▼
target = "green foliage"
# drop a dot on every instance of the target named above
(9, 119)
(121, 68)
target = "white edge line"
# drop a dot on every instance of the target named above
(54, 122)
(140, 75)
▲
SHORT TASK
Can you retype these records line for line, without changing anything?

IN RESPONSE
target = "green foliage"
# drop a dot on every instance of the target named above
(9, 119)
(121, 68)
target = "white edge line"
# drop a dot on every instance of the target named above
(54, 122)
(140, 75)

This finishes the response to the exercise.